• DOCUMENT PASSAGE
Bengt Jangfeldt wrote a detailed biography of Mayakovsky back in 2007, which was translated last year and published by University of Chicago press. You can download it below, along with a volume he edited of recollections by Jakobson of his youthful involvement with the avant-garde movement in Russia titled My Futurist Years. Jakobson is particularly excellent, but both are great reads.

Moreover, I’ve taken the liberty of assembling a number of high-quality images of the great poet, as is my wont. These were scattered across the web, made all the more disparate by the varied ways his name is transliterated into Latin in different European languages. Following the images, Jakobson’s excellent 1931 essay “On a Generation that Squandered Its Poets” appears. Here are the books for download.

  1. Bengt Jangfeldt, Mayakovsky: A Biography (2007)
  2. Roman Jakobson, My Futurist Years
  3. Roman Jakobson, Language in Literature

On a generation that squandered its poets

Roman Jakobson
Mayakovsky’s Death
Berlin, Germany: 1931

Killed; —
Little matter
Whether I or he
Killed them.

• PROBLEMS TO WORK ON
1) In the post about Mayakovsky, swap "Killed" for "Slain" in the part that begins at the words "2. Roman Jakobson, My" and stops after "Killed them.".
2) Continue the post about Mayakovsky from the point where it stops.

• ENTRIES SUPPLIED

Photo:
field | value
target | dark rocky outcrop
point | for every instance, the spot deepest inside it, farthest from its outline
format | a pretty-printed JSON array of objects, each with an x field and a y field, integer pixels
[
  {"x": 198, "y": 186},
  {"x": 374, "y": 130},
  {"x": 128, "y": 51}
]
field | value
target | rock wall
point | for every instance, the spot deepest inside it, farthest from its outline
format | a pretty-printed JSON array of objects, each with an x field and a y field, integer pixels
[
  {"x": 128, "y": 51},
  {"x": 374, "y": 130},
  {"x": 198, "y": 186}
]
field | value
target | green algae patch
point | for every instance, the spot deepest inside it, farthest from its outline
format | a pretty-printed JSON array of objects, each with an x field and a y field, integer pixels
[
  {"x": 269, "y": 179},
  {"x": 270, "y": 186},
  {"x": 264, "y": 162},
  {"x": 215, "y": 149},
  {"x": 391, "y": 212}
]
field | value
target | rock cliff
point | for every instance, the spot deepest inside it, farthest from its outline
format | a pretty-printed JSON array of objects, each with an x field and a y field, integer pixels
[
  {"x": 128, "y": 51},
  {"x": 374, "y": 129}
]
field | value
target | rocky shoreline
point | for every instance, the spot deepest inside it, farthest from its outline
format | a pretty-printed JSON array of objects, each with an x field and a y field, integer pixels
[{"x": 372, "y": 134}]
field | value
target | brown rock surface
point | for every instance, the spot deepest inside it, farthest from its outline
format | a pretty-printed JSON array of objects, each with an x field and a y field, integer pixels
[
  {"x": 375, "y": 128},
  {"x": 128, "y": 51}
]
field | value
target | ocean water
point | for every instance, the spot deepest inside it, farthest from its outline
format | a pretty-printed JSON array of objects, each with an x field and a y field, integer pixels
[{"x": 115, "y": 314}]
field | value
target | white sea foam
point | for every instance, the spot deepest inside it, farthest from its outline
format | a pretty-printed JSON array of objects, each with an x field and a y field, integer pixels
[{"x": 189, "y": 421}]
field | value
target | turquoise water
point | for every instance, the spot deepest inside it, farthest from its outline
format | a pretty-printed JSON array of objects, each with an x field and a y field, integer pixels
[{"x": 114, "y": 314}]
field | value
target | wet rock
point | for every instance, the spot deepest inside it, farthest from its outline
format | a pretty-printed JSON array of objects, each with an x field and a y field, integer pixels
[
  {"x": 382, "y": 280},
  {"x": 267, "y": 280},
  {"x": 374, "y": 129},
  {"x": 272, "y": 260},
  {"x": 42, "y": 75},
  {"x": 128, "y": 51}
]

• RESULTS BY TASK
1)
2. Roman Jakobson, My Futurist Years
  3. Roman Jakobson, Language in Literature

On a generation that squandered its poets

Roman Jakobson
Mayakovsky’s Death
Berlin, Germany: 1931

Slain; —
Little matter
Whether I or he
Slain them.

2)
Mayakovsky’s poetry — his imagery, his lyrical composition — I have written about these things and published some of my remarks. The idea of writing a monograph has never left me. Mayakovsky’s poetry is qualitatively different from everything in Russian verse before him, however intent one may be on establishing genetic links. This is what makes the subject particularly intriguing. The structure of his poetry is profoundly original and revolutionary. But how it is possible to write about Mayakovsky’s poetry now, when the paramount subject is not the rhythm but the death of the poet, when (if I may resort to Mayakovsky’s own poetic phrase) “sudden grief” is not yet ready to give in to “a clearly realized pain”?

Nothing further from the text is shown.